[Entries supplied Boundary: Start]

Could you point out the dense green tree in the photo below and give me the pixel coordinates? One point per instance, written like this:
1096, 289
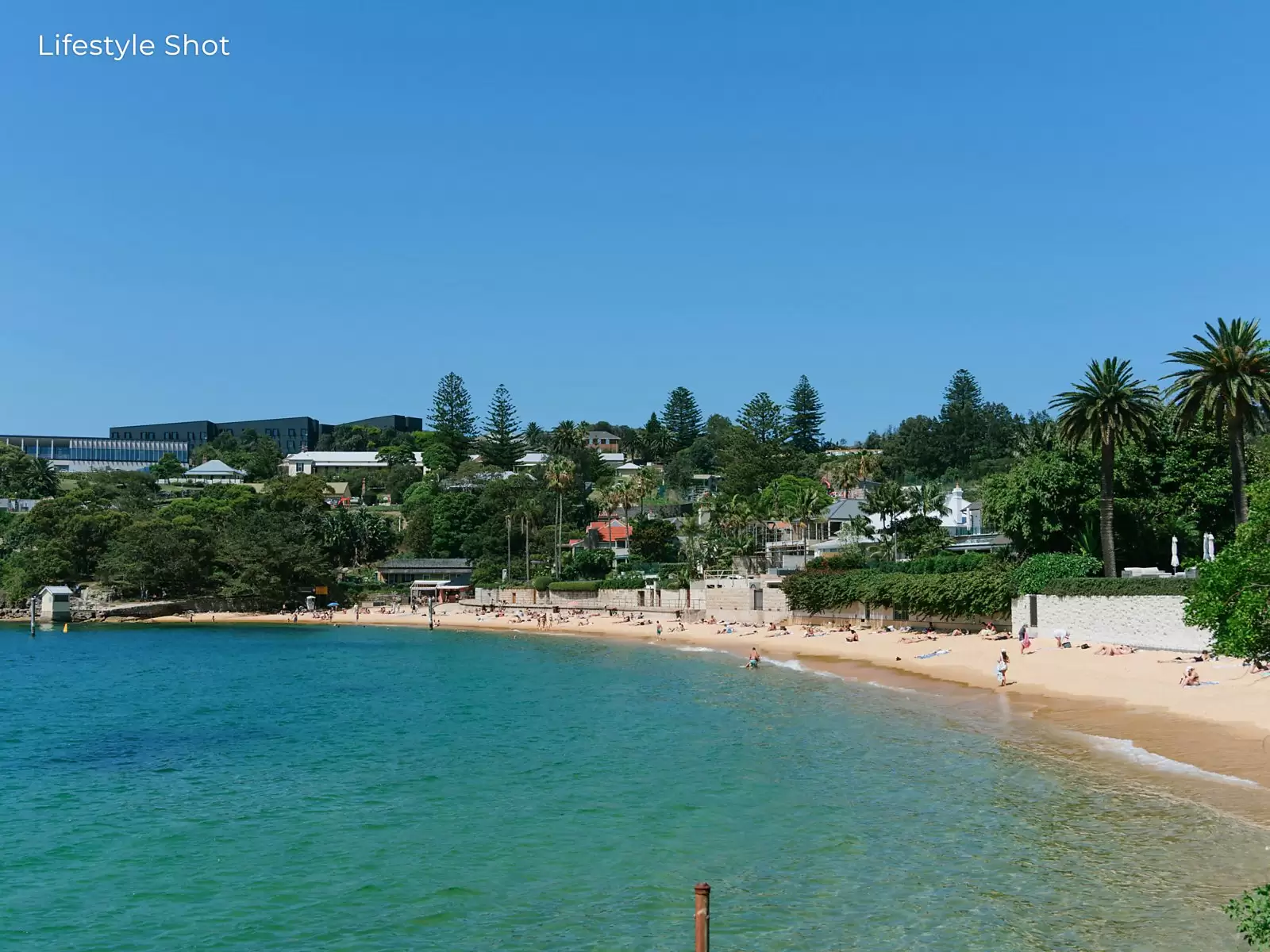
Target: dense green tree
1226, 384
452, 418
357, 536
654, 539
888, 501
502, 446
1232, 594
271, 554
806, 418
535, 438
681, 416
1045, 501
1108, 408
757, 448
160, 558
656, 441
168, 467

[Entries supplied Boundary: End]

- **Task requirements**:
Copy the records above exactly, omitting every picture.

- **Problem solution**:
Could you point out the dense green tree in the photo below and give me the pixel coordinates? One point per instance, written like this:
1096, 289
Target: dense green tree
1226, 384
452, 418
357, 536
654, 539
888, 501
502, 446
1232, 594
271, 554
806, 418
535, 438
681, 416
1045, 501
1108, 408
757, 448
160, 558
656, 441
168, 467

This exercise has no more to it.